Count the lines below that contain the word "this". Give only the number.

Given entries
------------------------------

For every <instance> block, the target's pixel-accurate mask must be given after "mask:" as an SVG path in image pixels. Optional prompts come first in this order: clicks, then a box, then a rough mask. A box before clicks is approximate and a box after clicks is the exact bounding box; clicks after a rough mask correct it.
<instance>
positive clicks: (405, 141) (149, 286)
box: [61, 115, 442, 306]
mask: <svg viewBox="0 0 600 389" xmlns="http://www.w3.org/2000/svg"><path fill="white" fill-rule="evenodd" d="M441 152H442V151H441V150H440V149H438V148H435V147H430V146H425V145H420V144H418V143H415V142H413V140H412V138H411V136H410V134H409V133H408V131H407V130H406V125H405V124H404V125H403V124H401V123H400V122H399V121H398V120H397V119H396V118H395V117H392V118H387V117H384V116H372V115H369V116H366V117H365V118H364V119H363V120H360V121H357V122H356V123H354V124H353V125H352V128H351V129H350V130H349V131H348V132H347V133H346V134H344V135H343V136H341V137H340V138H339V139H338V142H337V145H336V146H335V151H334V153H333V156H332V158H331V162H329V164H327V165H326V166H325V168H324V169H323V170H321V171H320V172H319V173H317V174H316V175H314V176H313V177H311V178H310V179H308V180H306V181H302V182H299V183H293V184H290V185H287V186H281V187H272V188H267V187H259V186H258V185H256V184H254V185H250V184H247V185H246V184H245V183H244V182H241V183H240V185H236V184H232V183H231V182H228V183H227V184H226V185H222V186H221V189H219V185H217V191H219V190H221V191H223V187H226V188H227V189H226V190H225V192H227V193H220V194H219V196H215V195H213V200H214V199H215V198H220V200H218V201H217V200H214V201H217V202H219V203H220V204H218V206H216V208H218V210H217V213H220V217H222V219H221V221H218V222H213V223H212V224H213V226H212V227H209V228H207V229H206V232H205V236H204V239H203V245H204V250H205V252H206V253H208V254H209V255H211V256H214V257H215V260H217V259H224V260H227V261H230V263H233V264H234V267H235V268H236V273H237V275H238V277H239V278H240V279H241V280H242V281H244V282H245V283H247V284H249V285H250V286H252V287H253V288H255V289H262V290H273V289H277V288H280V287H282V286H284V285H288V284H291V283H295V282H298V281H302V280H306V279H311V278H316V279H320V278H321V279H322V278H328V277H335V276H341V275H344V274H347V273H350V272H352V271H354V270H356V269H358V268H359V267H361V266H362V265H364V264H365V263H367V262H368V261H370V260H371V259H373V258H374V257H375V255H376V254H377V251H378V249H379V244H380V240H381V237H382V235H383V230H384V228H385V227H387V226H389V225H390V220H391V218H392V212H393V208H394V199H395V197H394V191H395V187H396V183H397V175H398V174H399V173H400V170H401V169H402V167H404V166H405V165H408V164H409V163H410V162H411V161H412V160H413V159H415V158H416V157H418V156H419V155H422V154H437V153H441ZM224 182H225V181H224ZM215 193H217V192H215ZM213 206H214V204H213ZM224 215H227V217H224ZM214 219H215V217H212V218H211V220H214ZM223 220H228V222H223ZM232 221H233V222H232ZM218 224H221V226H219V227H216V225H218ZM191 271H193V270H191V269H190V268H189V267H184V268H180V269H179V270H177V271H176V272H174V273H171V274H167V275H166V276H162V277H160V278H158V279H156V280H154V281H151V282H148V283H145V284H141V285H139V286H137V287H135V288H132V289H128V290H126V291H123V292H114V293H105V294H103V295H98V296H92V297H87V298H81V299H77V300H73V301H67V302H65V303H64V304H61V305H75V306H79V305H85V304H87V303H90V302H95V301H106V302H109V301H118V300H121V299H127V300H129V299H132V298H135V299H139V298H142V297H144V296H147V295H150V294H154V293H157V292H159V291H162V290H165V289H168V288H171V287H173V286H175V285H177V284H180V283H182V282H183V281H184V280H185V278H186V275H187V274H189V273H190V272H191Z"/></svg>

------------------------------

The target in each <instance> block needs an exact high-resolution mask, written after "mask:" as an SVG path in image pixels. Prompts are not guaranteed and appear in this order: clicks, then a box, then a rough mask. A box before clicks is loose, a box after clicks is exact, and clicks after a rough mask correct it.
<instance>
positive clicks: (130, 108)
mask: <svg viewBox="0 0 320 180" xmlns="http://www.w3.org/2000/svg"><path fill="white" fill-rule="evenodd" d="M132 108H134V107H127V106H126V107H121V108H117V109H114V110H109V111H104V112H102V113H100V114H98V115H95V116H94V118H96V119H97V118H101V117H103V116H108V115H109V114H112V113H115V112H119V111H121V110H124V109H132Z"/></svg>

------------------------------

Solution to the problem
2